Data for this task:

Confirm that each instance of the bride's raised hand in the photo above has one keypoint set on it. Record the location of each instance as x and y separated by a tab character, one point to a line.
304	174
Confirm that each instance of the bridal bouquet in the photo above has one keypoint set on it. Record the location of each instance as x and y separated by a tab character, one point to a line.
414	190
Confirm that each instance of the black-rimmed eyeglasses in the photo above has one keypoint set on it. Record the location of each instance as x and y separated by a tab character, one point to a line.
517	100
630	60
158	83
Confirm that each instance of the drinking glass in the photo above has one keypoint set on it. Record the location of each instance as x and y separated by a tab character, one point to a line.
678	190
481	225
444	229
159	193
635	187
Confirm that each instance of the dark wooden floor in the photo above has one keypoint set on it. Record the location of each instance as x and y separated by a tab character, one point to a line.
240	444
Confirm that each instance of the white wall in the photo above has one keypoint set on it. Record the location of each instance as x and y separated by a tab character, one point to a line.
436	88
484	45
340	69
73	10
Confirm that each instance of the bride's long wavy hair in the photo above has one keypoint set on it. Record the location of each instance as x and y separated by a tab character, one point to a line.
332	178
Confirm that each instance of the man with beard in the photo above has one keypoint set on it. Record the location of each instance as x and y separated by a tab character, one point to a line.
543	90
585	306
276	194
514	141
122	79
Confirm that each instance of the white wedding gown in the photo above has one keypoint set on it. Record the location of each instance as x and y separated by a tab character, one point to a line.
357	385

Task description: Could you repeat every record above exactly as it is written?

Reply:
Confirm that each instance of the bride's raised hand in the photo above has one keypoint set on it. Record the location of each instance as x and y separated by a tab character, one point to a line.
304	174
Confirm that each instance of the bridal bouquet in the photo above has one keypoint set on it. Record the location of each instance as x and y separated by a tab character, one point to a line.
414	190
Confirm that each instance of the black-rimmed eyeglasses in the photo above has one keypoint set on it. Record the location of each instance as x and y separated by a tab character, one point to a line.
517	100
630	60
158	83
Confirm that each instance of the drinking glass in the photo above has one keypoint set on it. Record the location of each instance as x and y separated by a tab character, one point to a line.
678	190
481	225
444	229
159	193
635	187
Confirm that each instance of the dark wooden floor in the photo above has one keypoint set on it. Record the location of each instance as x and y separated by a tab character, one point to a line.
240	444
Confirm that each instance of the white wall in the photo above has one keypoint set on it. Record the location of each instance as x and y separated by a tab character, one point to a line.
436	88
484	45
340	69
73	10
Confirm that each instance of the bride's long wavy hair in the photo above has one keypoint set on it. Record the location of each instance as x and y separated by a tab character, one point to a line.
332	178
Confirm that each instance of the man with beard in the photo above has one keypoint set on it. Record the location of each instance as x and y separated by a tab character, one point to a line.
543	90
585	306
276	194
514	141
122	79
Confirm that each instance of the white wedding gown in the photo above has one keypoint set on it. Record the location of each instance as x and y separated by a tab character, one point to a line.
357	385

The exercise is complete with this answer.